*WORK TO BE COMPLETED*:
Copy the records word for word, from the very beginning through the line with "[[288, 25, 574, 415]]". Leave the pictures out of your copy.
------------
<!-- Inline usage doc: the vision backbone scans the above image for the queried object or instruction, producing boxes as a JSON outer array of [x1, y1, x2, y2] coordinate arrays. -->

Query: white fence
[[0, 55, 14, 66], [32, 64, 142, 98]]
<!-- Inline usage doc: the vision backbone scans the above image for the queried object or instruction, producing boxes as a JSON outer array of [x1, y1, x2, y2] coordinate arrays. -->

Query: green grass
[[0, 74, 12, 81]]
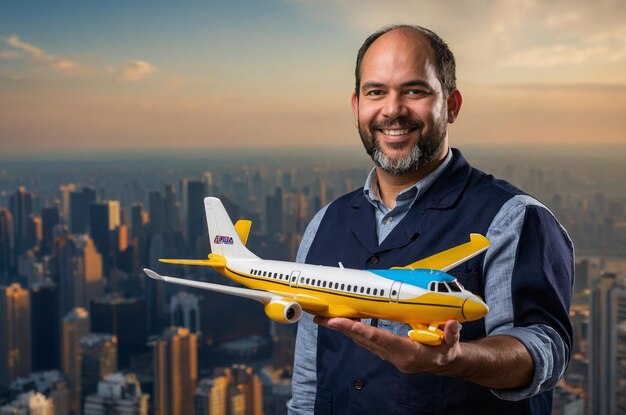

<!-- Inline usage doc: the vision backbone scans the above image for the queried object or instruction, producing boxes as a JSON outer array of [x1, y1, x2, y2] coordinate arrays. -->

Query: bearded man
[[288, 25, 574, 415]]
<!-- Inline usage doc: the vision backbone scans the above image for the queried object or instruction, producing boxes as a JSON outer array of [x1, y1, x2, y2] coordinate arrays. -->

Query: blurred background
[[0, 0, 626, 415]]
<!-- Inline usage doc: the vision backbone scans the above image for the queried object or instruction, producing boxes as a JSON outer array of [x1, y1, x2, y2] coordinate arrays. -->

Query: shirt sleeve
[[484, 196, 574, 400], [287, 206, 328, 415]]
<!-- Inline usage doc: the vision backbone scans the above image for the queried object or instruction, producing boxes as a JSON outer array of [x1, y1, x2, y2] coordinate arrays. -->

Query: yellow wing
[[392, 233, 491, 272]]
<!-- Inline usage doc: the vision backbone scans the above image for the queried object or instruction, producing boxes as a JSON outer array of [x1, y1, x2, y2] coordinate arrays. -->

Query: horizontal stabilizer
[[143, 268, 280, 304], [159, 254, 226, 268], [235, 219, 252, 245], [392, 233, 491, 272]]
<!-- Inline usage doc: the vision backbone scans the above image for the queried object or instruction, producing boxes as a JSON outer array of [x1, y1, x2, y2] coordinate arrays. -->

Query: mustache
[[370, 117, 424, 130]]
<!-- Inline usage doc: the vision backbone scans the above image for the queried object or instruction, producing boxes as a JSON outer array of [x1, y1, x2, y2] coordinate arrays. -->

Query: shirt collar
[[363, 149, 452, 209]]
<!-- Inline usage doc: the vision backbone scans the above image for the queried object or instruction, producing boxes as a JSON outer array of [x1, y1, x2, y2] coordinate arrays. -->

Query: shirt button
[[353, 379, 365, 391]]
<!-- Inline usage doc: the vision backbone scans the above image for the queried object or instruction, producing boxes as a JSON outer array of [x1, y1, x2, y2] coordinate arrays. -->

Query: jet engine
[[265, 299, 302, 324]]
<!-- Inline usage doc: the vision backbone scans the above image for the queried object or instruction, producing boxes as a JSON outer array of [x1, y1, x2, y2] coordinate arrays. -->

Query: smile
[[381, 128, 411, 135]]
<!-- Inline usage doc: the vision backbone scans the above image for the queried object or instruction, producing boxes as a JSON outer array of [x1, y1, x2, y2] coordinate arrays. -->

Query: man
[[289, 25, 573, 415]]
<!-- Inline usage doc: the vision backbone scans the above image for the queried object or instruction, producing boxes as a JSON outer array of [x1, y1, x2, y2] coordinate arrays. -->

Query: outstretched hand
[[313, 316, 461, 374]]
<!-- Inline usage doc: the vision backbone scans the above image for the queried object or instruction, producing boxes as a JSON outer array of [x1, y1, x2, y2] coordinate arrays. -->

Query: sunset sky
[[0, 0, 626, 159]]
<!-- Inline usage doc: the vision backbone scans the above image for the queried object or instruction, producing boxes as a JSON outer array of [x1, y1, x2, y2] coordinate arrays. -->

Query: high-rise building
[[89, 200, 121, 273], [52, 234, 104, 314], [41, 206, 61, 255], [589, 273, 626, 415], [83, 373, 149, 415], [0, 284, 31, 386], [80, 333, 117, 401], [187, 180, 207, 252], [152, 327, 198, 415], [0, 209, 15, 286], [61, 308, 90, 415], [0, 392, 55, 415], [170, 291, 201, 334], [91, 295, 148, 368], [164, 184, 181, 232], [194, 365, 263, 415], [9, 186, 33, 255], [59, 183, 76, 224], [9, 370, 70, 415], [148, 191, 165, 234], [265, 187, 283, 236], [30, 280, 61, 371], [70, 187, 96, 233]]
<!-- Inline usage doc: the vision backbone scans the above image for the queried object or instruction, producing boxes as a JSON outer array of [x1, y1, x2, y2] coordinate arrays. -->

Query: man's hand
[[313, 316, 535, 389], [313, 317, 461, 374]]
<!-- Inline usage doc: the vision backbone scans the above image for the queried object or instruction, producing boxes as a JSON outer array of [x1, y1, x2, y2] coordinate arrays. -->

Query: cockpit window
[[448, 281, 461, 293]]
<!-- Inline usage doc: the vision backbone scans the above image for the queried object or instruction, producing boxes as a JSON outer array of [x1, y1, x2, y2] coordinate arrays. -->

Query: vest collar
[[348, 148, 471, 255]]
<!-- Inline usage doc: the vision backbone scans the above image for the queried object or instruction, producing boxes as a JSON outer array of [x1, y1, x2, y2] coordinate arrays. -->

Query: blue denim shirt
[[288, 151, 573, 414]]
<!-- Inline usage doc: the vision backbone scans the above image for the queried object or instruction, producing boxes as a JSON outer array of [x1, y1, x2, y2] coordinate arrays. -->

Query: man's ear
[[448, 89, 463, 124], [352, 92, 359, 128]]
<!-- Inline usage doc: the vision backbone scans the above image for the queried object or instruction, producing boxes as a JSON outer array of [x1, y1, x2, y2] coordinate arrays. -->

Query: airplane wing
[[143, 268, 277, 304], [392, 233, 491, 272], [157, 254, 226, 271]]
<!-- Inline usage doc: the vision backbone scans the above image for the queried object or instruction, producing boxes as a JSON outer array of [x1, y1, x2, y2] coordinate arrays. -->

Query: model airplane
[[144, 197, 490, 345]]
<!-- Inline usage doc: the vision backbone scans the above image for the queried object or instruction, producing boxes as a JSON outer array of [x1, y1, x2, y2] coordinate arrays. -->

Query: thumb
[[443, 320, 462, 347]]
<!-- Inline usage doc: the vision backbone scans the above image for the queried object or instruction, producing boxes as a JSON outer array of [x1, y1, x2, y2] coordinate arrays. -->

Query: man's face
[[352, 30, 453, 175]]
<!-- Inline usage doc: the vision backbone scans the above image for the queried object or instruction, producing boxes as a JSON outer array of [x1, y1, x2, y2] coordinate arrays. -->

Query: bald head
[[354, 25, 456, 96]]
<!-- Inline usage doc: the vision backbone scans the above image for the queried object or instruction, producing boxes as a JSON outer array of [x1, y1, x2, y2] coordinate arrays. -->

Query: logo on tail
[[213, 235, 233, 245]]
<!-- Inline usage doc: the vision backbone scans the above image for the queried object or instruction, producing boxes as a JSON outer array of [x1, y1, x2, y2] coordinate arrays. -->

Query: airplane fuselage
[[216, 259, 482, 324]]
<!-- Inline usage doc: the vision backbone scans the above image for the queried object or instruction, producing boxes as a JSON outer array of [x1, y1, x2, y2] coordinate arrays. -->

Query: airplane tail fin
[[204, 197, 258, 259]]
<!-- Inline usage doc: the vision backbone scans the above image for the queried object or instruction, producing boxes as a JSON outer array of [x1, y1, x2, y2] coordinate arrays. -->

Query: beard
[[359, 117, 446, 176]]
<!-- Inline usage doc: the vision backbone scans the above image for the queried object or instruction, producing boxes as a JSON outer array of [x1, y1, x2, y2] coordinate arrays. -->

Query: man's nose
[[382, 93, 407, 118]]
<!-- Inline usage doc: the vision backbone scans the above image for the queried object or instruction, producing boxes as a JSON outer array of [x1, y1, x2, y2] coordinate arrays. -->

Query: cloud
[[1, 35, 85, 75], [121, 60, 159, 82]]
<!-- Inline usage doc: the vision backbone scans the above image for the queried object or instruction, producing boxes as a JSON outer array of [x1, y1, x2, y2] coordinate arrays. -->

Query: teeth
[[383, 130, 409, 135]]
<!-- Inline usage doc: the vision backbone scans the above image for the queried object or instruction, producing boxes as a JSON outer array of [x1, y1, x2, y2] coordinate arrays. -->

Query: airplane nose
[[463, 297, 489, 321]]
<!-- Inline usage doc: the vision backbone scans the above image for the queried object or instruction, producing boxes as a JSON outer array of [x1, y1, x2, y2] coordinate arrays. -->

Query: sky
[[0, 0, 626, 159]]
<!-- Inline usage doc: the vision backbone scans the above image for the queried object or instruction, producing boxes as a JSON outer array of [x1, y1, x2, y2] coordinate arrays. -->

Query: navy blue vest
[[306, 150, 551, 415]]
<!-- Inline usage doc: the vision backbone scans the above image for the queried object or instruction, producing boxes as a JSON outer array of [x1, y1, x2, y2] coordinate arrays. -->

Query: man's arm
[[315, 317, 533, 389], [315, 196, 573, 400]]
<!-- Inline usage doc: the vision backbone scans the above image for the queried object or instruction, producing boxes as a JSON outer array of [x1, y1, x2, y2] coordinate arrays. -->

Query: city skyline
[[0, 0, 626, 158]]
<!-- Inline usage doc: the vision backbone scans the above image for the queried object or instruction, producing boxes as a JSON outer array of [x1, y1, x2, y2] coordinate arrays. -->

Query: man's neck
[[376, 147, 449, 210]]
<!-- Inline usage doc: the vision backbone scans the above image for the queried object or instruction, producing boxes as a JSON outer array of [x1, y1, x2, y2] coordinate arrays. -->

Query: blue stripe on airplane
[[367, 269, 454, 290]]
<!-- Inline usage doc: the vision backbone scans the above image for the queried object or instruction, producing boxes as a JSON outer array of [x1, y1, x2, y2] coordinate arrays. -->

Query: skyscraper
[[187, 180, 207, 252], [70, 187, 96, 233], [170, 291, 201, 334], [152, 327, 198, 415], [589, 273, 626, 415], [80, 333, 117, 400], [91, 295, 148, 368], [41, 206, 61, 255], [30, 280, 61, 371], [10, 186, 33, 255], [52, 234, 103, 314], [0, 284, 31, 386], [195, 364, 263, 415], [61, 308, 89, 414], [83, 373, 149, 415], [0, 209, 15, 286]]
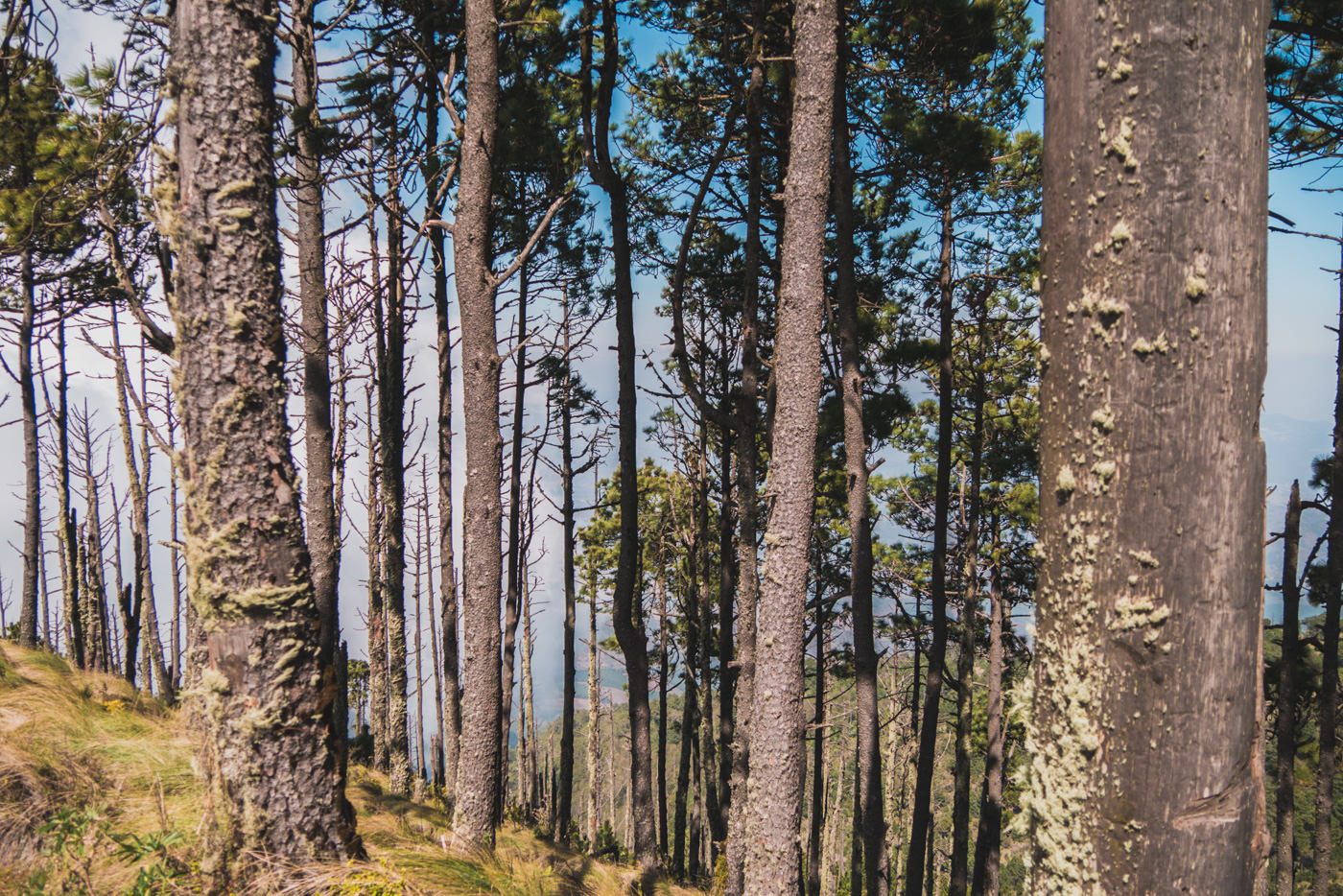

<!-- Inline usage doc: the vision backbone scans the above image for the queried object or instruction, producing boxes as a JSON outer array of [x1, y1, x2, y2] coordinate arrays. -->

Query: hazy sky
------------
*RESPONSE*:
<!-- Inline usage doc: the vision backbone scans the above image for the queried object or instruction, producing boxes as a JSON outer array of [x1, y1, x2, y2] coordinate arrays. -->

Query: white fence
[[0, 55, 14, 66], [32, 64, 142, 98]]
<!-- Inline usage doc: the vision backbone scans the above image for the queried object or instruction, producing boxes as a JSON outer array of [x1, y1, x2, y2] coordinate arrays. -->

Query: green grass
[[0, 74, 12, 81]]

<!-- Inline usage doc: the vision backbone scans the above image for the queried object or instruction, producing boxes as a JSON outer array of [x1, y1, x2, y2] coordinate arrays. -->

Query: bearded man
[[288, 25, 574, 415]]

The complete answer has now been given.